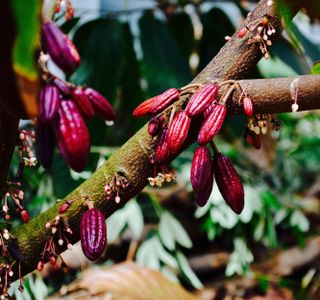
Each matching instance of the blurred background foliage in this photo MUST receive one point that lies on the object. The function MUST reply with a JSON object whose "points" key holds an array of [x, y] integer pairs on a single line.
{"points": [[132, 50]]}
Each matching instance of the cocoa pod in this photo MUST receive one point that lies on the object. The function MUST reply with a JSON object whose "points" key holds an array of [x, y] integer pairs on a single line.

...

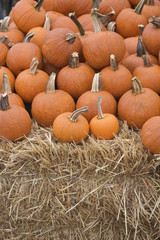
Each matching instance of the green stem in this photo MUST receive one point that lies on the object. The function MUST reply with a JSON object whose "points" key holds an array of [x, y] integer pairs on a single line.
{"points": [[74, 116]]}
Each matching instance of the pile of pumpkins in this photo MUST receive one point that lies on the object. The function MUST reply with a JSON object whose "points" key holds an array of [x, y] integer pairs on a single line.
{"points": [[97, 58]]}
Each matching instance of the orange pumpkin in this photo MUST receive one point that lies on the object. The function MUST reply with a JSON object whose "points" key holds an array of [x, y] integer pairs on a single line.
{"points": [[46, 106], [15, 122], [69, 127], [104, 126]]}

:: EXERCISE OBJECTIVE ::
Select every line above that contains the word "whose". Case counts.

:: EXERCISE SOLUTION ::
Each matching instance of the blurred background foliage in this photo MUST receive one point that lies on the object. The function MUST reply with a JSON object whose "points" key holds an array of [x, y] integer pairs on a single line.
Each matching instance of the cocoa pod in this photo MUST receive one point that lies on the object. The function MUST reply with a JSON object whose "points" key holds an array of [x, y] integer pairs on a single line.
Each matching instance of the green stem in this photo MUST receive one point that lies on the object. The function MUST reply with a JSON object whose "points" key holds an array of [x, y] integer pairs on a single line.
Each matching instance of the pile of pumpkins in this photo MUST receive one point that lies on the object. The function MUST reply with a JSON object whose "points" key holds an array of [x, y] integer pairs on a single line.
Each matching instance of the orange pumpkin in this photo MUST receive one point that lies on the object. The function MUST reply with a JSON object whose "points" key holds an array of [x, y] integer pairs on a single line.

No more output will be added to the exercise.